What to work on> Reproduce all the lines below, substituting "whole-number pixel coordinates" for every occurrence of "integer pixel values" and leaving everything else unchanged. Omit the pictures from your answer.

(Image box annotation records)

+++

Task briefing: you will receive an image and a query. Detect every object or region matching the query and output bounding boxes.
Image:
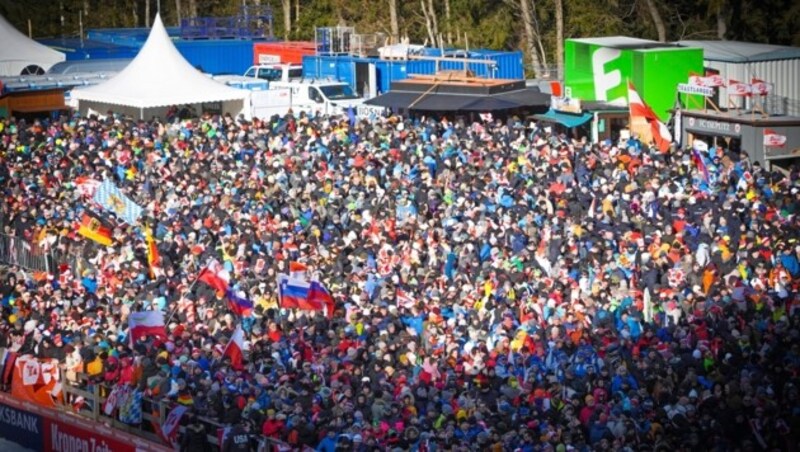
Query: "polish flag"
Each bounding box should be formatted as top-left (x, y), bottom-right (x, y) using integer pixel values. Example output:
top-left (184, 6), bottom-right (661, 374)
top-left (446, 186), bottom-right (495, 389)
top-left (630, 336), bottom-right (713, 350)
top-left (222, 325), bottom-right (244, 370)
top-left (128, 311), bottom-right (167, 344)
top-left (197, 259), bottom-right (231, 292)
top-left (161, 405), bottom-right (189, 449)
top-left (764, 129), bottom-right (786, 148)
top-left (628, 81), bottom-right (672, 152)
top-left (289, 261), bottom-right (308, 279)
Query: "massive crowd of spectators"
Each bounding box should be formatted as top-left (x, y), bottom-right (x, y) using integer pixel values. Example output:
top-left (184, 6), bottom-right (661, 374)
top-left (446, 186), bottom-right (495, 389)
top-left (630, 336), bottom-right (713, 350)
top-left (0, 110), bottom-right (800, 451)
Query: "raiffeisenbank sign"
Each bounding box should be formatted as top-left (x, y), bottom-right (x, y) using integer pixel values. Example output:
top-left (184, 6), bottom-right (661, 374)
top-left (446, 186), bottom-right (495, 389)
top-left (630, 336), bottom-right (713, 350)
top-left (564, 38), bottom-right (703, 120)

+++

Reply>
Task briefing: you will receive an image and a query. Detect every object or region matching the query and output bounding boxes.
Image:
Query: "polish flag"
Each bounding box should be formatted as top-left (x, y), bottom-right (x, y) using whole-number pixel coordinates. Example output:
top-left (184, 6), bottom-right (661, 374)
top-left (446, 186), bottom-right (495, 389)
top-left (630, 336), bottom-right (713, 350)
top-left (222, 325), bottom-right (244, 370)
top-left (128, 311), bottom-right (167, 344)
top-left (197, 259), bottom-right (231, 292)
top-left (161, 405), bottom-right (189, 449)
top-left (764, 129), bottom-right (786, 148)
top-left (628, 81), bottom-right (672, 152)
top-left (289, 261), bottom-right (308, 279)
Query: "massive crowd of spectators"
Each bounding box should be formatted as top-left (x, y), bottom-right (x, y) using whole-number pixel coordinates. Example output:
top-left (184, 6), bottom-right (661, 374)
top-left (446, 186), bottom-right (495, 389)
top-left (630, 336), bottom-right (713, 350)
top-left (0, 110), bottom-right (800, 451)
Query: "raiffeisenbank sign"
Each bounding box should be formatted as top-left (x, y), bottom-right (x, y) using whole-number pixel coordinates. Example output:
top-left (184, 6), bottom-right (661, 374)
top-left (446, 186), bottom-right (495, 389)
top-left (630, 336), bottom-right (713, 350)
top-left (564, 38), bottom-right (703, 120)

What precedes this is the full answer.